» Your objective
Set down these items verbatim, covering only the lines between the line containing "Dataset class: shrub." and the line containing "[164,113,188,132]", inclusive.

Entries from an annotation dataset
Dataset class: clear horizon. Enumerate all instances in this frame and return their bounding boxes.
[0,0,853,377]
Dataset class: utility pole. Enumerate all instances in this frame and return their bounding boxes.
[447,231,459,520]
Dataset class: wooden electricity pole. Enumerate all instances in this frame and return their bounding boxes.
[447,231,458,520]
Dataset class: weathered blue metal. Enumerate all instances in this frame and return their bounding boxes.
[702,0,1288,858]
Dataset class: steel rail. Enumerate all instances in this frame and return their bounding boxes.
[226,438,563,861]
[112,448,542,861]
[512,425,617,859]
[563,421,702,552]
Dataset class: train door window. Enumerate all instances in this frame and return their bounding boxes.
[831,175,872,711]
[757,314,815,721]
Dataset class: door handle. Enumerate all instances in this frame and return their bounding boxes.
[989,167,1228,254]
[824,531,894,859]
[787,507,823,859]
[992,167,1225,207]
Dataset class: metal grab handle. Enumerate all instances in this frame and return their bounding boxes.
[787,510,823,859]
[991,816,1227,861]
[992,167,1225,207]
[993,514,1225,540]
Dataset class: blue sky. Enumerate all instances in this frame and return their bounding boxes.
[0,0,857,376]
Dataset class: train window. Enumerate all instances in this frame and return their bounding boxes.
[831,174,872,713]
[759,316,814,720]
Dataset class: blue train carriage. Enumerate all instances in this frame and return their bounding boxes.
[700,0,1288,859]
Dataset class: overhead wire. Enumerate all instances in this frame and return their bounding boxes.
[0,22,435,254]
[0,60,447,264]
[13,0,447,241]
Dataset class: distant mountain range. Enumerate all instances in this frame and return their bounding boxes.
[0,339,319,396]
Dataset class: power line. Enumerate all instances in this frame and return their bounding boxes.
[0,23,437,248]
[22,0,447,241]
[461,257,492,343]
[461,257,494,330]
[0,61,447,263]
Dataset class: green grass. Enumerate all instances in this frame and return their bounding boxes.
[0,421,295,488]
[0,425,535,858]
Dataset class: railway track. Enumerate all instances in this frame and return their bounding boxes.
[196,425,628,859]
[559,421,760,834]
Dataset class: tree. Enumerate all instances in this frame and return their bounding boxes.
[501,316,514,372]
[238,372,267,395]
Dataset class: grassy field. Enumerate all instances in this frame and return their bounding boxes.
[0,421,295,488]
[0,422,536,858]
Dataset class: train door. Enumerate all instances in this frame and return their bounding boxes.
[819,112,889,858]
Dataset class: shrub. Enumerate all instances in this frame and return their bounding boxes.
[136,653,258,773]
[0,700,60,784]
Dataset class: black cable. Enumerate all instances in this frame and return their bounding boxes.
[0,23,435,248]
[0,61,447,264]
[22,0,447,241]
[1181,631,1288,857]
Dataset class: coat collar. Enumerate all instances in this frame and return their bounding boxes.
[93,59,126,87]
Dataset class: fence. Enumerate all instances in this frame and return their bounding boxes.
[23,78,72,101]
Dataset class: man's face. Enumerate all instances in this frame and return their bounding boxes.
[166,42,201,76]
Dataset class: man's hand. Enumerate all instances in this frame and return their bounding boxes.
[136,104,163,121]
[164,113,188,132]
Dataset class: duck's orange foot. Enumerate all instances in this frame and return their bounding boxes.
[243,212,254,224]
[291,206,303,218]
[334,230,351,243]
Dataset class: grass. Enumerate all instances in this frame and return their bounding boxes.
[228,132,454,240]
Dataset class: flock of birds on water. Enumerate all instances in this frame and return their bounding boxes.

» Finished exercise
Dataset class: shrub. Enumerate all instances in this frame and return their bounding boxes.
[136,653,258,773]
[0,700,60,784]
Dataset class: black cable. Enumerate all instances in this frame and return their bounding boxes.
[0,23,435,248]
[0,61,447,264]
[22,0,447,241]
[1181,631,1288,857]
Dataset class: coat collar. Enumerate all instances in this frame and return their bounding boxes.
[93,59,126,87]
Dataset class: fence. Enumerate all instances in this frame and return their bounding boxes.
[23,78,72,101]
Dataset class: man's face. Enumerate all instances in this frame and return their bounding boxes.
[166,42,201,76]
Dataset class: man's hand. Enumerate all instances in this frame and return their bounding boxes.
[136,104,163,121]
[164,113,188,132]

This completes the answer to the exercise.